_Work required_: Skip the pictures and extract all of the lines exactly as written.

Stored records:
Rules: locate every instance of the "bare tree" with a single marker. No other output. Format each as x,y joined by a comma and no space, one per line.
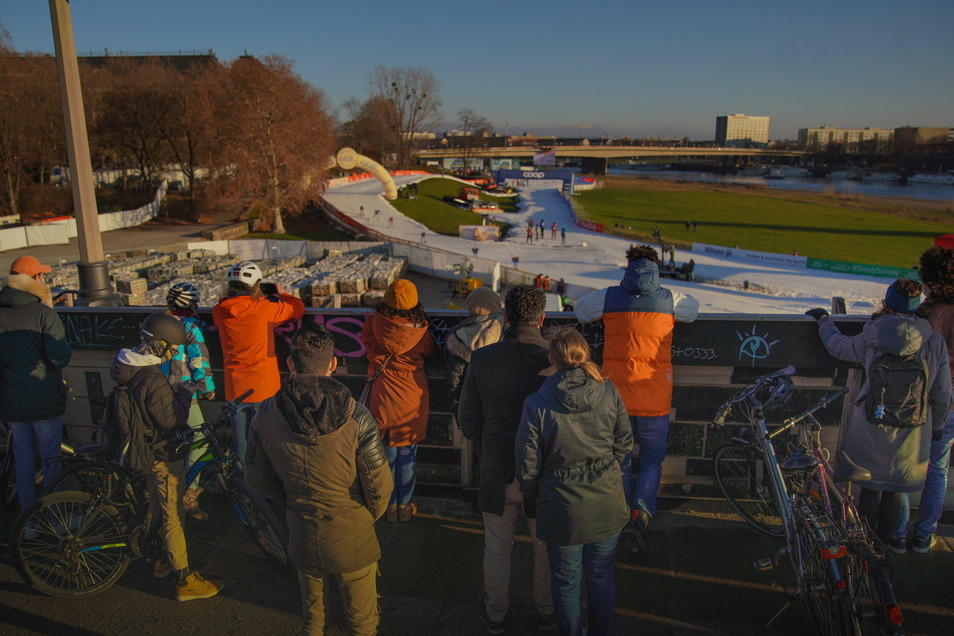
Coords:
474,130
132,112
415,105
273,137
31,132
366,129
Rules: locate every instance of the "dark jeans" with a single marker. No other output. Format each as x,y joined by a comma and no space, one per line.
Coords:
880,509
567,565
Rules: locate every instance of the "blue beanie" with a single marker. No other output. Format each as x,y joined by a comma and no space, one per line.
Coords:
899,303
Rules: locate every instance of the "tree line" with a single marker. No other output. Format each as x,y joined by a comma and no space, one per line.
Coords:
259,134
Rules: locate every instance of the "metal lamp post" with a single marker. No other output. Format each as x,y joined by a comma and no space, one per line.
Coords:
95,288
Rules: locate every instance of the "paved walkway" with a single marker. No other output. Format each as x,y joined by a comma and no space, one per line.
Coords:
698,581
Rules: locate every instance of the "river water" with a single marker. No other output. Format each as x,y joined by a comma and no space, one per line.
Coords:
924,191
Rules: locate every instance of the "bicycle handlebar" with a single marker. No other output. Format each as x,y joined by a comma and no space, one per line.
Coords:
748,393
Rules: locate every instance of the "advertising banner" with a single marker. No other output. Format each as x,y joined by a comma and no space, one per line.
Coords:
862,269
735,253
479,232
543,157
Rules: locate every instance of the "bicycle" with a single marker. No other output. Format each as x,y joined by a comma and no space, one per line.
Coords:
71,544
842,569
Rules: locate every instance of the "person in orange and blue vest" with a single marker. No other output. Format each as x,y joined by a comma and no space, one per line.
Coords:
638,317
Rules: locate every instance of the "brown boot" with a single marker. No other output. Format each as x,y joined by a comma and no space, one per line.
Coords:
191,502
406,511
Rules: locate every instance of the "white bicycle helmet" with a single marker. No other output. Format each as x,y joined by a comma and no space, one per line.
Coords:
182,295
777,394
245,272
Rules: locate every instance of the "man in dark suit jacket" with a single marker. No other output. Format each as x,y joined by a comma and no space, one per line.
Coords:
499,379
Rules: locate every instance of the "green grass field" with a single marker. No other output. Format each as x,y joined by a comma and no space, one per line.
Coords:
441,217
768,224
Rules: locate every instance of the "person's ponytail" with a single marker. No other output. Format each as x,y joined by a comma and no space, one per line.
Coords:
570,351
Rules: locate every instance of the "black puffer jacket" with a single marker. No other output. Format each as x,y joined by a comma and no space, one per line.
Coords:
33,350
572,438
166,407
314,448
498,380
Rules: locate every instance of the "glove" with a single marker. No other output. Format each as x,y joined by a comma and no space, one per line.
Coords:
529,508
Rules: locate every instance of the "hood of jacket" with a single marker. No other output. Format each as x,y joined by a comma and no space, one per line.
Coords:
473,333
238,304
898,334
641,277
20,289
395,335
574,390
313,405
128,362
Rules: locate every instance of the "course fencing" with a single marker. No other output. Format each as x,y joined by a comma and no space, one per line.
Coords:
60,232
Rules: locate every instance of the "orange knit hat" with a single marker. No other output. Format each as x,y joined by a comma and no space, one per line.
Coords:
401,294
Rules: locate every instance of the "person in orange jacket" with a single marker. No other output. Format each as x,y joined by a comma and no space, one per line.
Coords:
246,319
398,341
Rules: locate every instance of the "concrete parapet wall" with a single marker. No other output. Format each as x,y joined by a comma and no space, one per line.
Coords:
712,358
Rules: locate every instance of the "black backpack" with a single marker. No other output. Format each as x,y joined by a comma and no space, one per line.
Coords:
897,391
130,437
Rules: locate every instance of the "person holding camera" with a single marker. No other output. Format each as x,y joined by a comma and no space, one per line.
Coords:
246,318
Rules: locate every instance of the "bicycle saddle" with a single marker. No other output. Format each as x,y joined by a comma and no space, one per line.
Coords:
798,459
850,471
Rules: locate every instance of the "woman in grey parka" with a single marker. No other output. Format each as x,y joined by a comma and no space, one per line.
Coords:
897,456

_Result below_:
Rules: locate every instance of the "bare tree" with a single marker. No other output. Format each as x,y joined by a comma and no space, one per line.
Coords:
474,130
132,112
415,105
273,137
31,132
366,129
Rules: locate every instance of the "dark jeans" with a single marker. No other output. Format each as x,y joined by a comma and no space, one per line.
Coords:
880,509
567,565
Rules: locate every instance of the "blue beanie" with a single marker. No other output. Format each as x,y joined by a comma and no space, one per line.
Coords:
899,303
Rules: locate every instance of the "tree line" with a single marker. No other output. Format each as x,y joined by a comma and no space, one per line.
Coords:
259,134
Rules: locate every instance of the "metal lamp post" with a single marker. No other output. Format each as x,y joined by a comma and no space, one per line.
Coords:
95,288
Rules: locate every instance of the "paved walkway" with a single marker. No other output. Format each as x,y joined by a comma and no space, one per line.
Coords:
698,581
Rules: locate every instance of the "river water" with a single marker. No other output. Format each as x,y joined by a comma and no space, one per line.
Coords:
924,191
Rules: locate every instance of the "bicycle handlebar" with a single marker. No other output. Format each as x,y joined by a comma and no space, one per line.
Coords:
748,393
Rules: locate every instance of the "advertising banner" with a single marker. No other output. Format each as x,y joined by a comma and no space, one per line.
Coords:
862,269
735,253
479,232
543,157
Rules: locate every instance of the "bicycle" with a single marker. No other output. Format each as x,y joined by a comma and no space, one per line.
Coords:
71,544
842,569
Rules: locate every instance of the "person in orange and blue vest" with a single marker. No other output. Format each as x,y joined by a comma and no space, one per line.
Coords:
638,317
Rules: locate every instance of the "brown boot" with a single marker. No other output. Format each as x,y joined by a comma and no space, one per line.
Coords:
191,502
406,511
Rules: locate every instance of the "white bicycle helmet" with a single marker. No other output. Format each as x,y joined by a comma and no space, one per line.
Coords:
182,295
777,394
245,272
Rules: locate every instance of the "man in dark suit jacket" with a single marker. No other output. Format each as x,y joined by a comma and no space, one per line.
Coords:
499,379
Rules: locate every instance of the "green grass field" with a single marker. No other output. Format each as x,y joined by a comma and no space, one per line.
Coords:
441,217
768,224
Rules: locate every instance of the "person's ponytail" with a single marker. No other output. Format each as x,y joined by a comma and no space, one per line.
Coords:
570,351
Rules: locate every instance of the "black puffer jacket" with a single marker. No other output. Format each as x,y joined by a comma and no space, one per line.
Coords:
33,350
572,438
166,407
314,448
498,380
Rules: locate every instance of the "glove" with a single marker. No other output. Format each as x,y joined by a comma and no space, one per line.
Coords:
529,508
Rules: locate every instance of the "hood of jacket" with a single marker. No other output. Format each as x,y joined by a comma and no space, one per line.
Coords:
473,333
238,304
898,334
641,277
20,289
395,335
574,390
313,405
128,362
Rules: locate every instance of the "course fencing" with a single marker. No other output. Format each as x,y joined by a comma and no space, one per line.
Coords:
60,232
Rules: locate every instance of the "orange knit hat" with a single marker. No other output. Format each as x,y joined by a comma and no space, one per line.
Coords:
401,294
Rules: locate every instance of the "person in orange jacket" with a single marker. No other output. Format each as x,y joined by a comma and no space, one per line.
Coords:
246,319
398,341
Rules: locate every instance of the "concrete parapet wall" with a single marker. No other output. Format each as x,y joined by a comma and no space, one per line.
Coords:
712,358
Rules: locate every instance of the "black backpack" with a single marker. No other output. Format each as x,y joined by a comma and no space, one per line.
Coords:
897,391
130,437
Rules: locate every instance of the "person holding camera" with a single marker. No other output. Format each as x,y joined by a comma and no space, one per line.
Coords:
246,318
Rules: locate every instance of the "bicycle saddle" with a single marker. No other output. Format each as x,y joined by a comma and no space, one per line.
Coords:
798,459
850,471
Rules: locate every instance of the "woman in grey parka" with a single marker. No other output. Format each as x,y joined by a comma and no space, one per line.
Coords:
897,456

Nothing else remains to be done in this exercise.